▶ _What needs to be done_
An exact copy of every record below is what's needed here.

BEGIN Data to use

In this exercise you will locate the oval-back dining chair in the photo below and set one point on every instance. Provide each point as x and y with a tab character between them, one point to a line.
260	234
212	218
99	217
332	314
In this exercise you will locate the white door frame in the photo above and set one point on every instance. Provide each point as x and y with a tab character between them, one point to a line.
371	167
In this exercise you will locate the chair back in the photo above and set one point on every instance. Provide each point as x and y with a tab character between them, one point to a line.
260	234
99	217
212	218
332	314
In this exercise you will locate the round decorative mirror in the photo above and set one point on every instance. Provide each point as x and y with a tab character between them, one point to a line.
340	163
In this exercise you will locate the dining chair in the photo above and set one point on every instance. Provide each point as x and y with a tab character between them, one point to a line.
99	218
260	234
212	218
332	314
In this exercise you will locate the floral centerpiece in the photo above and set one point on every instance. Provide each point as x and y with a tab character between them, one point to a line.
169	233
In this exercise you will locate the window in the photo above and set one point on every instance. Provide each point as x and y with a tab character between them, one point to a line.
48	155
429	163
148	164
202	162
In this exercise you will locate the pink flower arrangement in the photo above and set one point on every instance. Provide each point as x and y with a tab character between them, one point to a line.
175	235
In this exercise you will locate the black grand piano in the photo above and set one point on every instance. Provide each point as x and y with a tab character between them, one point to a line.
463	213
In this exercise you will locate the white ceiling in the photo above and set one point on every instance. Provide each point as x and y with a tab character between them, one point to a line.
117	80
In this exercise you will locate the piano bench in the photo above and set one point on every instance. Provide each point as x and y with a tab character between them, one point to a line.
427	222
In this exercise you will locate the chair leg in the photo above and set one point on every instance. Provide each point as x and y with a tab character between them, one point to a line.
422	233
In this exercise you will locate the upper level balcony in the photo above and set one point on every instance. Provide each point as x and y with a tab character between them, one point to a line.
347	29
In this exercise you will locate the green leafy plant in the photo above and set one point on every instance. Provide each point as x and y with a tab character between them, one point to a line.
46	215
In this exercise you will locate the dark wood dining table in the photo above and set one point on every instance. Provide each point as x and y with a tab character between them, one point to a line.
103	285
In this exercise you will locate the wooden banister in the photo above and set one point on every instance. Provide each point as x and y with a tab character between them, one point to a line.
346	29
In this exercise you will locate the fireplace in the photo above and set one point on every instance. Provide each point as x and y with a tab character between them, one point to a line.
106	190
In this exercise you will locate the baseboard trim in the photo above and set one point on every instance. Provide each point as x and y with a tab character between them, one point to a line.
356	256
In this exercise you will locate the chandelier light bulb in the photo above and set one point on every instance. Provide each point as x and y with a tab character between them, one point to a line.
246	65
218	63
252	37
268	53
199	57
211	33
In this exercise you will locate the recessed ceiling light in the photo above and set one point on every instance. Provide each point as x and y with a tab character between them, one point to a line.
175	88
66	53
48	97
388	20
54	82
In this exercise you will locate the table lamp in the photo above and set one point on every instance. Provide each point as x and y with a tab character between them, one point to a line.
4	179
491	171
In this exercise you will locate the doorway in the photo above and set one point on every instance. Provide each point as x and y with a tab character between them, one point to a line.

END Data to use

▶ _Task answer_
In this exercise you will locate the oval-back dining chair in the photo below and set one point on every instance. Provide each point as x and y with a tab character between them, one point to a line.
260	234
212	218
99	217
332	314
In this exercise you will locate the white door frame in the photo above and set one point on every instance. Provide each point as x and y with a tab character between them, one point to a line.
371	167
In this exercise you will locate the chair back in the photo above and set one point on every instance. Provide each point as x and y with a tab character between them, one point to a line.
260	234
99	217
212	218
332	314
In this exercise you will locate the round decorative mirror in the photo above and set one point on every instance. Provide each point as x and y with a tab character between them, one point to a line.
340	163
In this exercise you will locate the dining chair in the photo above and set one point on every instance. Provide each point as x and y with a tab character between them, one point to a line.
99	218
260	234
212	218
332	314
In this exercise you will locate the floral centerpiece in the photo above and set one point on every instance. Provide each point as x and y with a tab character between them, one point to a line.
169	233
In this exercise you will locate the window in the photo above and set one point on every instance. Provide each point as x and y with a tab character between them, one point to a line.
48	155
429	163
148	164
202	162
In this exercise you will locate the pink flower arrangement in the photo above and set one point on every instance. Provide each point as x and y with a tab character between them, one point to a line.
175	235
In this exercise you will locate the black grand piano in the photo above and set one point on every instance. Provide each point as x and y with a tab character between them, one point to a line.
463	213
In this exercise you will locate the white ceiling in the photo above and set one point on every instance. Provide each point as x and y with a tab character between them, one point to a line.
117	80
In this exercise you will locate the piano bench in the photo above and set one point on every instance. Provide each point as x and y with a tab character between them, one point to a line.
427	222
In this exercise you will locate the chair leg in the photo above and set one point on every instance. Provide each point as x and y with a tab character between them, one point to a line.
422	233
In this exercise you will locate the upper level balcony in the photo above and set one point on every instance. Provide each point as x and y with a tab character between them, one point to a line.
347	29
In this exercise you will locate the green leafy plant in the photo above and set one point on every instance. Provide each point as x and y with a tab character between them, one point to a line.
46	215
In this exercise you will locate the dark wood dining table in the photo above and set one point on every instance. Provide each point as x and y with a tab character between them, one point to a line.
103	285
In this exercise you will locate the wooden banister in the photo above and set one point on every instance. Provide each point as x and y with a tab character between them, one point to a line.
346	29
In this exercise you will locate the fireplace in the photo above and set one point on every instance. Provide each point as x and y with a tab character between them, one point to a line.
106	190
In this exercise you will locate the baseboard trim in the photo above and set one point on every instance. Provide each point as x and y with a tab character between them, one point to a line.
356	256
In this exercise you will locate the chandelier light bulb in the photo above and set one point on every instance. Provide each point as x and y with a tab character between them, one point to a line.
246	65
218	63
252	37
268	53
199	57
211	33
In this exercise you will locate the recessed ceiling light in the photo above and set one point on every instance. Provide each point as x and y with a tab character between them, one point to a line.
175	88
66	53
48	97
388	20
54	82
In this exercise you will locate the table lamp in the photo above and set one point on every instance. Provide each point as x and y with a tab character between them, one point to a line.
4	179
491	171
In this exercise you will locate the doorway in the photo above and set one point on every instance. Provide each point as x and y with a tab character between them, one point to a line.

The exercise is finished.